──────── SUPPLIED DATA

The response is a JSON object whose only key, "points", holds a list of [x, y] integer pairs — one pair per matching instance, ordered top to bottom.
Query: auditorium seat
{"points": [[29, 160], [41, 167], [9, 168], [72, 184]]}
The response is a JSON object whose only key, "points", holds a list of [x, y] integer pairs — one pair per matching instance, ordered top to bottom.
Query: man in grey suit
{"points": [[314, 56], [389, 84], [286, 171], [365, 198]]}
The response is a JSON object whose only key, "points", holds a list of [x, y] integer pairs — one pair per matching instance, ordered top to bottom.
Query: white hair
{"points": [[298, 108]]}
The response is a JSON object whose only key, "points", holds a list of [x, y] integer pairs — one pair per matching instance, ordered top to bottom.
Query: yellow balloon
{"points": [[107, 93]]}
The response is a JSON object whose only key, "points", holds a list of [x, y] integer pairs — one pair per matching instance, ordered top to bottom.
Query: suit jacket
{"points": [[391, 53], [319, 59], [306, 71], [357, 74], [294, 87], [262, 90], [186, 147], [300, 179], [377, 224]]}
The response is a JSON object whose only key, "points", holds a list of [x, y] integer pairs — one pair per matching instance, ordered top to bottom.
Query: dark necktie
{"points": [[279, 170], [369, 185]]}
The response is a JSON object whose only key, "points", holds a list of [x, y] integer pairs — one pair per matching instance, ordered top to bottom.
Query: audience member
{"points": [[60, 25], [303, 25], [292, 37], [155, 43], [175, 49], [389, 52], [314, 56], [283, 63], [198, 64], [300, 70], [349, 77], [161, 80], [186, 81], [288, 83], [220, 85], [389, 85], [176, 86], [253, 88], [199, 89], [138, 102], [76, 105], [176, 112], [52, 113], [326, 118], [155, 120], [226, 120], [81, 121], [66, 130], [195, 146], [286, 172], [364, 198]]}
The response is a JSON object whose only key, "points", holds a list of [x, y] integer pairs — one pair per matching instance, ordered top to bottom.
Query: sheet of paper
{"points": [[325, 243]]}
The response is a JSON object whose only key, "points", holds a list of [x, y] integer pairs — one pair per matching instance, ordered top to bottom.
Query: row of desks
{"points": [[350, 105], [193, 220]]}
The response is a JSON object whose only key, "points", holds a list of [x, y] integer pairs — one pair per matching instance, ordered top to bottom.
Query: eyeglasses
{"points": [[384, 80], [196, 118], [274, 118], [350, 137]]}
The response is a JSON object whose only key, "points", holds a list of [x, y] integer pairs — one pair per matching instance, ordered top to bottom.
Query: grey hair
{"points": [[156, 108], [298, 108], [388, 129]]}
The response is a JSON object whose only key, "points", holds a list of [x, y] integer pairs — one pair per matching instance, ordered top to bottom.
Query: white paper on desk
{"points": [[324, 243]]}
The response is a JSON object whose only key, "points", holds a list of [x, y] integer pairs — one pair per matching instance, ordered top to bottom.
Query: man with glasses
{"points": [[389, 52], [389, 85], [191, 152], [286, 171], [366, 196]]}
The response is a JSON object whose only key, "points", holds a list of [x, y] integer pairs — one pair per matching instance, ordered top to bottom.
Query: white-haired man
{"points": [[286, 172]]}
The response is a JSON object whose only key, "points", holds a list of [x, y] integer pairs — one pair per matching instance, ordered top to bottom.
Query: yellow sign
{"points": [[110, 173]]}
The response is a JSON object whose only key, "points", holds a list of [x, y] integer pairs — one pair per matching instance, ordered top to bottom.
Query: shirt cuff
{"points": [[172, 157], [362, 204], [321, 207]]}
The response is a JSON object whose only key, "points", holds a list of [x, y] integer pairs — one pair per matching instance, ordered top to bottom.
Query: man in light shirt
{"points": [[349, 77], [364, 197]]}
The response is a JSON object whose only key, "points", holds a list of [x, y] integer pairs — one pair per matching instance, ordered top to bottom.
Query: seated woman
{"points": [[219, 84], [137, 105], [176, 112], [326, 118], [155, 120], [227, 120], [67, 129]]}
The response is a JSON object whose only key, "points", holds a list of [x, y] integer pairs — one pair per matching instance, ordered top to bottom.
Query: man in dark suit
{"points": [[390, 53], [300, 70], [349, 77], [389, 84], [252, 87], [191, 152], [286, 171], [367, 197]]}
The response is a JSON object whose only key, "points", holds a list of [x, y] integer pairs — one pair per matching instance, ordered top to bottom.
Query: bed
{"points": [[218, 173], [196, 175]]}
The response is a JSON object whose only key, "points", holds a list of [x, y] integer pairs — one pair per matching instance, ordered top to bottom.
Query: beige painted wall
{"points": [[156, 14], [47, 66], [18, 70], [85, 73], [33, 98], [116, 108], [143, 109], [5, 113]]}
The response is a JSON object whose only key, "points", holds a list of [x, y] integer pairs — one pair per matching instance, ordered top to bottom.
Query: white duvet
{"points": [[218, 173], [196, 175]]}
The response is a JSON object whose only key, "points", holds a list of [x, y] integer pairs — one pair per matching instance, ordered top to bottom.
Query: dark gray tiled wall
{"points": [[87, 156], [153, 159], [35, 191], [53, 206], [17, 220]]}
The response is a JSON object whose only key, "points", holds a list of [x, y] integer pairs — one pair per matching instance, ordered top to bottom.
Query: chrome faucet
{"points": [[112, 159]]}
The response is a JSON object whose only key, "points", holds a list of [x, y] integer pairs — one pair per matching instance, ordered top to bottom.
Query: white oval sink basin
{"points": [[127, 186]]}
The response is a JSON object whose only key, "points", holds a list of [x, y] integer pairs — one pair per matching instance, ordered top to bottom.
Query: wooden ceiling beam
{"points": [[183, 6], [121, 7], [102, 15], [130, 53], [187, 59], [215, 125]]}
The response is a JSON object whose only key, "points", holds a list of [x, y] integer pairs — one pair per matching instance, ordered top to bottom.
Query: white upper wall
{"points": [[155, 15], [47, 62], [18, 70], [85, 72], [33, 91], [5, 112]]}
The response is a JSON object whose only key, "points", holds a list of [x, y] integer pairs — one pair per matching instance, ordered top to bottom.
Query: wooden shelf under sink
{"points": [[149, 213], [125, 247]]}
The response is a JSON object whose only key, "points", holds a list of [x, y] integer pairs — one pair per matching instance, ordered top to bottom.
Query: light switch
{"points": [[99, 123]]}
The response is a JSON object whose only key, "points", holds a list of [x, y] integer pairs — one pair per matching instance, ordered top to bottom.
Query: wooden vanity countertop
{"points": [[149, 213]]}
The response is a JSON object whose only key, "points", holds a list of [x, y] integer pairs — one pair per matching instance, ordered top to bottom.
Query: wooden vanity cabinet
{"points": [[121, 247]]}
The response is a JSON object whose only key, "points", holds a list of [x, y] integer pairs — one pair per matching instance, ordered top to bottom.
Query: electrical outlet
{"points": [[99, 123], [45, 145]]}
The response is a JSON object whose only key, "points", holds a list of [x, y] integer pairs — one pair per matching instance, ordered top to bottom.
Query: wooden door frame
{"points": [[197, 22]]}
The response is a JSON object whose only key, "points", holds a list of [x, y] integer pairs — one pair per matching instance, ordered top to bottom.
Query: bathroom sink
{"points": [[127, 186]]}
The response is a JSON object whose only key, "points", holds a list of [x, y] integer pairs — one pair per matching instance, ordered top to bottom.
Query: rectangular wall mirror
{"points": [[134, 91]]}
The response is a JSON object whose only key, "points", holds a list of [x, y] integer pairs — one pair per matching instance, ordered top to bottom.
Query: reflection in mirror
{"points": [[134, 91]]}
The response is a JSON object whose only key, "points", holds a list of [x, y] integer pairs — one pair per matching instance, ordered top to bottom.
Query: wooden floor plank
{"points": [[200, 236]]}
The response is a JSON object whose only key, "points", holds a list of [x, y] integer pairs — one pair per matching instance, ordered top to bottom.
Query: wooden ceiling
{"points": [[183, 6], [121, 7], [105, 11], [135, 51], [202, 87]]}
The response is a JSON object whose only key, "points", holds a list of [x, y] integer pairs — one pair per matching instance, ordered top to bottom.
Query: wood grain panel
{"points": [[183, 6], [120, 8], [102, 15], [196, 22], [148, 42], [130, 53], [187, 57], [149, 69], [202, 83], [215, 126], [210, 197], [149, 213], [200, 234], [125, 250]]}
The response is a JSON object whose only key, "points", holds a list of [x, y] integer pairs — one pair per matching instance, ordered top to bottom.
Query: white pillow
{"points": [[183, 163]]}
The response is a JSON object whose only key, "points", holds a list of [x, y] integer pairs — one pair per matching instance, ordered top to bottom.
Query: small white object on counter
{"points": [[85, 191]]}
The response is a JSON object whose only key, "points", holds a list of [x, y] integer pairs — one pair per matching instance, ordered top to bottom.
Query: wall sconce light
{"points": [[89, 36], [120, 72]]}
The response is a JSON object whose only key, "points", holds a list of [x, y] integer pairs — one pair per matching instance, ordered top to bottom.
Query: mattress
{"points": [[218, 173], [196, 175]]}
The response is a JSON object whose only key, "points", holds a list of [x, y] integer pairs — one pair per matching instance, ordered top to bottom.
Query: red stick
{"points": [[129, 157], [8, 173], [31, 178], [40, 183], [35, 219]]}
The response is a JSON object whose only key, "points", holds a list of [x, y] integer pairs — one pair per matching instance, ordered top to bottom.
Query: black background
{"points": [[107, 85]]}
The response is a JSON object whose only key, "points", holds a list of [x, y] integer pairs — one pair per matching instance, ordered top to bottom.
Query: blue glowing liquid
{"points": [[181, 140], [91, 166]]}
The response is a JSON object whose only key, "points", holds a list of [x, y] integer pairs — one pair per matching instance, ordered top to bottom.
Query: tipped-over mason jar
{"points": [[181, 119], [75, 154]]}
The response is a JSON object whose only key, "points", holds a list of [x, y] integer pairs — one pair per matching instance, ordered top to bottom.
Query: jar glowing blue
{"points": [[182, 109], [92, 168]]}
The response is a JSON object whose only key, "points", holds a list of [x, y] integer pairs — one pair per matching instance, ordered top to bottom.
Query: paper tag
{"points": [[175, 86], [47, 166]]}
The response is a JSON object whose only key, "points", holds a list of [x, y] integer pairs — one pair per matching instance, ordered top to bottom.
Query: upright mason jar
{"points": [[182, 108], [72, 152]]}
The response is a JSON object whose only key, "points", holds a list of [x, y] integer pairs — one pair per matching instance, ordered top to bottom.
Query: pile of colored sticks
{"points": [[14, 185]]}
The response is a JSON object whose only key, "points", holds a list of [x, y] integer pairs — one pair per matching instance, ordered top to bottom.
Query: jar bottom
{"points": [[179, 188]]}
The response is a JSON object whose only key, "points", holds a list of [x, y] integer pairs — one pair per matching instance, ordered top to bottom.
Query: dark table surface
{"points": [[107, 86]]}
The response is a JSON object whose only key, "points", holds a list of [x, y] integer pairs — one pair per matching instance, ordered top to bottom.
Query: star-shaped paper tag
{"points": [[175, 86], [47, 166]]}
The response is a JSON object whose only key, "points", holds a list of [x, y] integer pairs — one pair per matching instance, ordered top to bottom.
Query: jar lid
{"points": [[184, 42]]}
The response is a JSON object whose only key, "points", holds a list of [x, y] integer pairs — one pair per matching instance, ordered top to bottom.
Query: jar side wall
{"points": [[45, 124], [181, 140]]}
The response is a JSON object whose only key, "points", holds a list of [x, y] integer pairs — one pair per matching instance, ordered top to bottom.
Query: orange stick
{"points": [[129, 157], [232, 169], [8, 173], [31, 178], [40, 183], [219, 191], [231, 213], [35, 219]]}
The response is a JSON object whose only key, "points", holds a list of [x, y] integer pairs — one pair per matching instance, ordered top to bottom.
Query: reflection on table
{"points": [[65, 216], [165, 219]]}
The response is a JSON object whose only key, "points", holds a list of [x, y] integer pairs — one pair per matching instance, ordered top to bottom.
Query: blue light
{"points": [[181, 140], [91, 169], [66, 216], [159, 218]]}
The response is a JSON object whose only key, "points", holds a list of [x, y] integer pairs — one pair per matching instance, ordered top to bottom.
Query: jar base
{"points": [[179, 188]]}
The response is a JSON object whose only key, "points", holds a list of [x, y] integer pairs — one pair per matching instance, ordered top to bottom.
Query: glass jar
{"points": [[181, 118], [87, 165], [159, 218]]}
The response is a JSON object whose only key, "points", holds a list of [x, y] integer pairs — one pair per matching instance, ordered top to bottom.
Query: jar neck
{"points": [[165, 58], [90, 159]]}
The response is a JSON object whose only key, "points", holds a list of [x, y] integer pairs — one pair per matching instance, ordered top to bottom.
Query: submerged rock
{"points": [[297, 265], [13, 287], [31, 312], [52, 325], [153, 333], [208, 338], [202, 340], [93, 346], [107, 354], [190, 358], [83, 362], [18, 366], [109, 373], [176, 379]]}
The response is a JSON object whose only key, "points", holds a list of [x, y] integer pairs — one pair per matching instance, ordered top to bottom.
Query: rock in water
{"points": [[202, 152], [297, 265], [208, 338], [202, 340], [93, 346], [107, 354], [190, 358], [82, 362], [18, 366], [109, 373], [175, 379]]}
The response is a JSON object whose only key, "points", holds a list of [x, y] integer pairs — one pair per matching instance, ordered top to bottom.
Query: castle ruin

────────────────

» **STATED TASK**
Select every line in the stored entries above that contains the word "vanity", and copy each one in full.

» **SOLUTION TO THIS PROBLEM**
Query: wooden vanity countertop
Query: wooden vanity cabinet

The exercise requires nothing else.